> **Request**
Rewrite the lines below, changing every "reference point" to "marker" and leaving everything else as it is.

> **Exercise input**
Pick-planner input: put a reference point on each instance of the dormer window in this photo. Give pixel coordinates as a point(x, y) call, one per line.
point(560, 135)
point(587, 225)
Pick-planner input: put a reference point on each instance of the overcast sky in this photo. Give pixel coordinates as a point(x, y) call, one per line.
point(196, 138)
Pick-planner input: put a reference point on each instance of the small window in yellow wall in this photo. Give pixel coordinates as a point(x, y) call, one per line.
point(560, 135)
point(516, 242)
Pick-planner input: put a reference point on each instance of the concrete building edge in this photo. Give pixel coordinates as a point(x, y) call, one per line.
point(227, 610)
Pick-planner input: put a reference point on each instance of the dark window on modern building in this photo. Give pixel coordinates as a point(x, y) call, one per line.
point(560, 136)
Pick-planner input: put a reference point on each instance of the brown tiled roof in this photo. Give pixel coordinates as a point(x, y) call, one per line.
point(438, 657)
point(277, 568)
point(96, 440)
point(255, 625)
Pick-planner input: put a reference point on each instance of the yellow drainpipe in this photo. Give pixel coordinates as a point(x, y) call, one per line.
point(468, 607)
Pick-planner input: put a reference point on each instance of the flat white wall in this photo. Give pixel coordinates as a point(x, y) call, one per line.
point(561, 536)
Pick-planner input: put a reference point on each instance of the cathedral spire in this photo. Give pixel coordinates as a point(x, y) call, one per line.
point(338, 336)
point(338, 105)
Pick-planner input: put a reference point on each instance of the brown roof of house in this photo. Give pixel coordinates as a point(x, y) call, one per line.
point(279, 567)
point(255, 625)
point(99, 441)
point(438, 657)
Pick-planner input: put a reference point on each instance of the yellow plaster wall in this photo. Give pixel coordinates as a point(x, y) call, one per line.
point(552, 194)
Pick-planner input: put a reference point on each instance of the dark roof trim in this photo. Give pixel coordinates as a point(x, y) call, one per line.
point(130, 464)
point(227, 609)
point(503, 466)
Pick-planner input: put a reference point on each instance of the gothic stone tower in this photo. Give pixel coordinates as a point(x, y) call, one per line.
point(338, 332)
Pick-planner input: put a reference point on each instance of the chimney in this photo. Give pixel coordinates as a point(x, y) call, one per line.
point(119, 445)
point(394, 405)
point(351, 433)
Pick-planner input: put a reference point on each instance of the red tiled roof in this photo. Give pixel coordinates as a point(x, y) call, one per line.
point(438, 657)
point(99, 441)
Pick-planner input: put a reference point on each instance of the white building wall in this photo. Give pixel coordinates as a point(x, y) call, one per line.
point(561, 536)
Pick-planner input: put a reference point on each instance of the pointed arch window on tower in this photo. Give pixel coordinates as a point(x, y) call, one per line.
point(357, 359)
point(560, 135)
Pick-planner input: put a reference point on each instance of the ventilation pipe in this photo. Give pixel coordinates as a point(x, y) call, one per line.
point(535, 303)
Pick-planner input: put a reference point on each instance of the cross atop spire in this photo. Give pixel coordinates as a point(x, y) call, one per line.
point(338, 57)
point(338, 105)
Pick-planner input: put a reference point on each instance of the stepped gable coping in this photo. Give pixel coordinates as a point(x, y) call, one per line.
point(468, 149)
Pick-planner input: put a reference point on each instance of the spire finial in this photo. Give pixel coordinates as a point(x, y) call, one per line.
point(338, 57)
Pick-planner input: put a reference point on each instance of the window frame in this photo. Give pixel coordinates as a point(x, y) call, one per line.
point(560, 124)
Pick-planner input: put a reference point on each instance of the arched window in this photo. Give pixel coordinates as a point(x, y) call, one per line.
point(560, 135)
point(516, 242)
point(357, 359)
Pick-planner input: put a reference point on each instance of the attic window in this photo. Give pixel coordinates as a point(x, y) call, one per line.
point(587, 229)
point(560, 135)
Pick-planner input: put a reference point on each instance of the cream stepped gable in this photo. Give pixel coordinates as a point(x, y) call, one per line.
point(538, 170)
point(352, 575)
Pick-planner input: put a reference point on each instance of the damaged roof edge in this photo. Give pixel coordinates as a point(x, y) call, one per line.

> **Result**
Pick-planner input: put a marker on each instance of the dormer window in this photo. Give pixel coordinates as a point(x, y) call, one per line.
point(560, 135)
point(587, 225)
Pick-planner input: put a marker on each instance of the overcast sky in this photo. Give pixel coordinates as a point(x, y) call, one per line.
point(196, 138)
Pick-planner input: put a marker on each instance of the small window in yellow wall in this photo. Give pixel coordinates as a point(x, y) call, one per line.
point(560, 135)
point(516, 242)
Pick-planner input: put a marker on each instance of the concrete building edge in this photo. Give pixel coordinates as a point(x, y) call, one per line.
point(227, 610)
Pick-planner input: put a marker on each instance of the dark window on modern building in this photo. Give pixel coordinates as a point(x, y) call, one per line.
point(560, 136)
Pick-planner input: put a marker on each instance of the brown tiled roof in this photo. Give pixel coordinates as a point(x, y) call, one per line.
point(438, 657)
point(277, 568)
point(96, 440)
point(255, 625)
Pick-planner input: put a marker on each instance of the yellow drainpipe in this photo. Give pixel coordinates as a point(x, y) call, one per line.
point(468, 607)
Pick-planner input: put a marker on each instance of the flat white wall in this photo. Give pixel coordinates as a point(x, y) call, one per line.
point(561, 536)
Pick-planner input: put a marker on each instance of the cathedral spire in this photo. Give pixel coordinates as a point(x, y) call, one per line.
point(338, 336)
point(338, 105)
Pick-planner input: put a marker on each instance of the brown roof of house in this photo. Give pixel coordinates as a point(x, y) call, one per line.
point(279, 567)
point(255, 625)
point(99, 441)
point(438, 657)
Pick-planner input: put a marker on each instance of the yellow plaster wall in this photo. Give pixel coordinates as a point(x, y) call, one per line.
point(552, 194)
Pick-planner input: put a marker on each instance of the dark roof trim in this photo. Give pixel coordinates as a point(x, y) call, one per line.
point(130, 464)
point(227, 609)
point(503, 466)
Pick-planner input: put a marker on each instance of the gothic stone tower in this photo. Give pixel coordinates as a point(x, y) call, one per line.
point(338, 332)
Pick-planner input: put a marker on each instance of the chimney in this photo. Give pixel coordinates as a point(x, y) call, one per line.
point(119, 445)
point(394, 405)
point(351, 433)
Pick-planner input: put a marker on each instance of the red tiled roof in this photo. Give pixel coordinates as a point(x, y) call, one per line.
point(438, 657)
point(99, 441)
Pick-planner input: put a marker on each instance of the white building wall in this photo. Give pixel coordinates as a point(x, y) call, one per line.
point(561, 536)
Pick-planner input: put a marker on each instance of the pointed arch window on tower in this photo. Give pixel coordinates as a point(x, y) call, one per line.
point(357, 359)
point(560, 135)
Pick-planner input: put a marker on each instance of the ventilation pipe in this photo. Give pixel coordinates as a point(x, y) call, one per line.
point(535, 303)
Pick-planner input: put a marker on each instance of the cross atop spire in this photo. Give pixel coordinates as a point(x, y) call, one per line.
point(338, 57)
point(338, 105)
Pick-planner input: put a marker on each instance of the stepped gable coping in this photo. Give pixel coordinates as a point(x, y) call, one per line.
point(468, 149)
Pick-planner input: put a marker on each instance of the spire finial in this photo. Give pixel coordinates as a point(x, y) call, one per line.
point(338, 57)
Pick-planner input: put a marker on each instance of the window frame in this photo. Give pixel coordinates as a point(x, y) call, one per line.
point(560, 124)
Pick-planner input: put a marker on each instance of the arched window in this photo. Give pixel coordinates as a point(x, y) call, one per line.
point(560, 135)
point(516, 242)
point(357, 359)
Pick-planner input: put a marker on each instance of the attic window in this photo. Give pixel coordinates as a point(x, y) call, one per line.
point(587, 229)
point(560, 135)
Pick-planner input: put a marker on each instance of the cream stepped gable in this photo. Give pixel coordinates as a point(x, y) call, one per line.
point(538, 170)
point(352, 575)
Pick-planner input: put a marker on each instance of the damaged roof edge in this photo. Give pixel coordinates as a point(x, y) call, one per line.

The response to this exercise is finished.